*DOCUMENT EXTRACT*:
In order to consume the necessary energy sources, it is recommended that a well balanced diet, drawing from each of the major food groups, be planned for the growing athlete.

A sample diet might include:

Bread, cereal, rice, pasta group 6-11 servings per day
Vegetable group 3-5 servings per day
Fruit group 2-4 servings per day
Dairy group 2-3 servings per day
Meat, poultry, fish group 2-3 servings per day
   

D. VITAMINS & MINERALS

Supplemental vitamins and minerals may improve the nutritional status of individuals with deficiencies, often the result of dietary inadequacies. However, no scientific data supports the general use of supplements to improve athletic performance. Especially in young athletes, the unsupervised, indiscriminate use of supplements raises health concerns.

Female adolescent athletes do, however, have to be concerned about the intake of adequate calcium and iron. The problem of anemia and osteoporosis are well-recognized in highly competitive female athletes. The nutritional requirements of calcium and iron are higher in females. In addition, their intake may be inadequate due to reduced meat and dairy consumption by the female athlete attempting to decrease fat and eat “healthy”. In females, 48% of adult bone density is established during adolescence.

While it is generally advisable to encourage the adequate dietary intake of these nutrients over supplementation, the daily use of a multi-vitamin and additional calcium seems reasonable. Good dietary sources include red meats, fortified cereals, dried fruit, and calcium fortified orange juice.

*Recommendation:

  • Multi-vitamin (not “mega dose”) with RDA 15mg Iron
  • 500-600 mg Calcium (Extra Strength Tums=600mg.)

E. FLUIDS

It is important to remember that young athletes do not tolerate temperature extremes as well as adults. They produce less sweat and generate more heat. Remember that dehydration occurs prior to the onset of increased thirst. Ultimately, easy fatigue, irritability, and a sudden decrease in performance result. More serious medical complications, such as, heat exhaustion and potentially fatal heat stroke follow.

Prevention is the key to avoiding the health problems associated with fluid replacement.

  • Encourage fluid consumption even in the absence of thirst
  • Frequent water breaks every 15-20 minutes
  • Adequate hydration in the days prior to training/competition
  • At least one cup of water per 20 minute, more in extreme heat

Water is probably best for fluid replacement during competition. Sports drinks after exercise are helpful in providing carbohydrates. Avoid salty and carbonated drinks.

— PRE-COMPETITION EATING

Using these principles and guidelines, it should be possible to construct a proper diet to be utilized by the young athlete prior to training and competition. Ideally, it is desirable to avoid hunger during the upcoming event and provide additional fuel. The food should be easily digested and quickly emptied from the stomach (high in carbohydrates, low in fat and protein). It is best to consume a high carbohydrate meal 1-4 hours prior to competition. To avoid GI distress, reduce the size of the meal the closer you get to competition. Avoid fatty foods and high protein foods. They delay gastric emptying and contribute to that sluggish, heavy feeling. Avoid extremely salty foods as they cause fluid retention and that bloated feeling. Don’t forget fluid loading!

*RECORDS SHOWN*:
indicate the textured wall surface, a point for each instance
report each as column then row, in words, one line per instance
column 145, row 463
--
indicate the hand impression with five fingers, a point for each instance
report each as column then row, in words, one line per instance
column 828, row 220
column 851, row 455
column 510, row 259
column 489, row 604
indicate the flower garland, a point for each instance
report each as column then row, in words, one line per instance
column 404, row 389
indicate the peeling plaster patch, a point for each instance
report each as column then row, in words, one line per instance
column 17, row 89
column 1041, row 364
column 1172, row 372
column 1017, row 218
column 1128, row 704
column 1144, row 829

*WHAT IS BEING ASKED*:
Answer these questions from the nutrition text:
1. How many servings of the fruit group per day does the sample diet include?
2. In females, what percentage of adult bone density is established during adolescence?
3. How often should water breaks be taken?

*TASK RESULT*:
1. 2-4 servings per day.
2. 48%.
3. Every 15-20 minutes.